» **Task**: Output the material below word for word, omitting the pictures.

» **Supplied records**:
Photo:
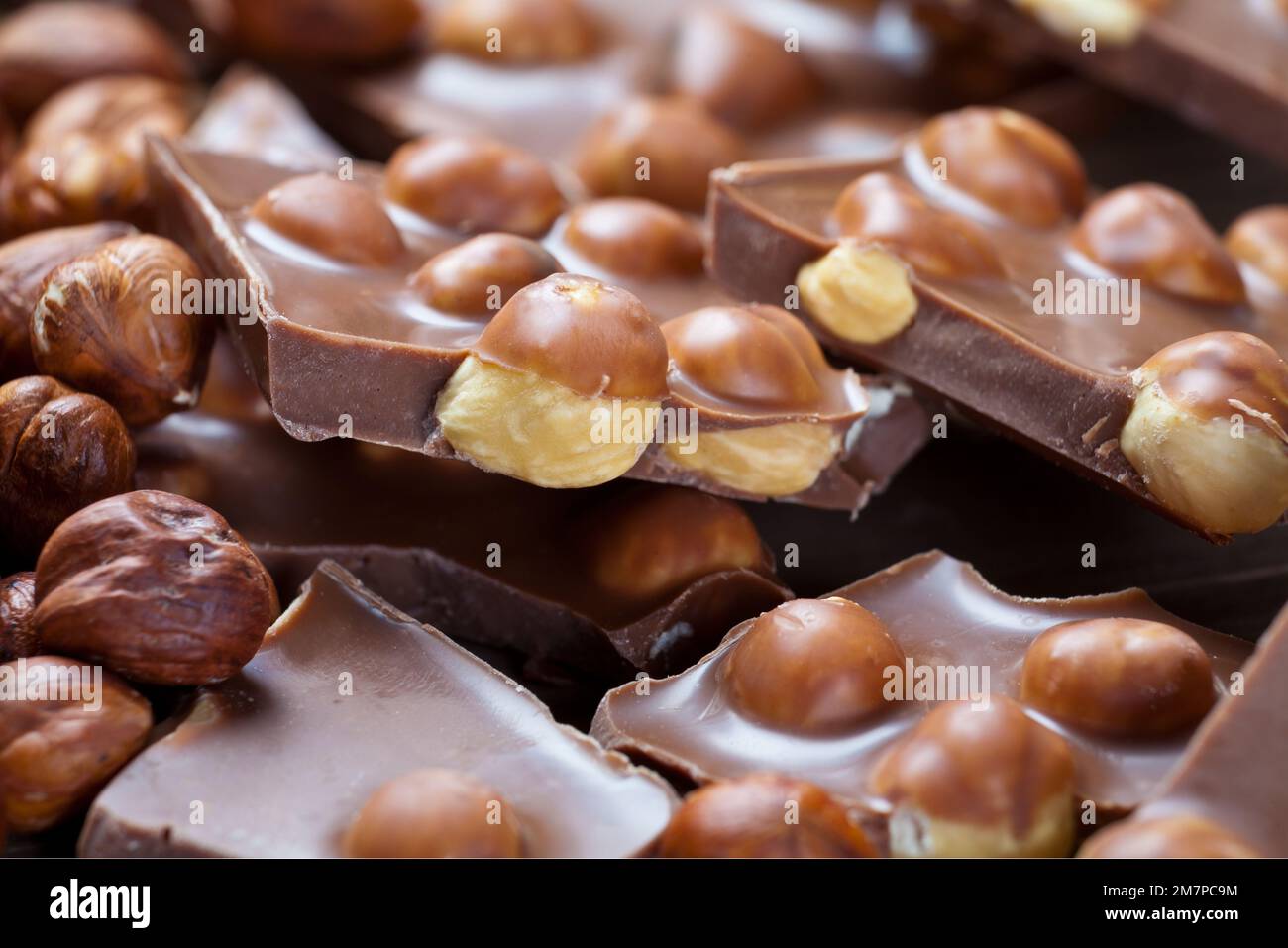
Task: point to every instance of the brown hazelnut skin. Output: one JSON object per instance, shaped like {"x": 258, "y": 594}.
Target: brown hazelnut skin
{"x": 1012, "y": 162}
{"x": 1180, "y": 836}
{"x": 890, "y": 211}
{"x": 120, "y": 582}
{"x": 54, "y": 755}
{"x": 52, "y": 46}
{"x": 811, "y": 666}
{"x": 472, "y": 184}
{"x": 1119, "y": 677}
{"x": 1154, "y": 235}
{"x": 24, "y": 265}
{"x": 338, "y": 219}
{"x": 1260, "y": 239}
{"x": 434, "y": 814}
{"x": 635, "y": 237}
{"x": 741, "y": 75}
{"x": 59, "y": 451}
{"x": 682, "y": 142}
{"x": 17, "y": 603}
{"x": 763, "y": 815}
{"x": 531, "y": 31}
{"x": 460, "y": 278}
{"x": 102, "y": 326}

» **Answer to this task**:
Photo:
Task: point to every instance of the brown hazelnut skin. Output: one JSON object per instance, shaped like {"x": 258, "y": 594}.
Target: brown hazelnut skin
{"x": 1012, "y": 162}
{"x": 1180, "y": 836}
{"x": 890, "y": 211}
{"x": 120, "y": 582}
{"x": 54, "y": 755}
{"x": 52, "y": 46}
{"x": 811, "y": 666}
{"x": 472, "y": 184}
{"x": 1119, "y": 677}
{"x": 1154, "y": 235}
{"x": 24, "y": 265}
{"x": 338, "y": 219}
{"x": 1260, "y": 239}
{"x": 434, "y": 814}
{"x": 635, "y": 237}
{"x": 741, "y": 75}
{"x": 59, "y": 451}
{"x": 682, "y": 142}
{"x": 17, "y": 603}
{"x": 763, "y": 815}
{"x": 531, "y": 31}
{"x": 460, "y": 278}
{"x": 102, "y": 326}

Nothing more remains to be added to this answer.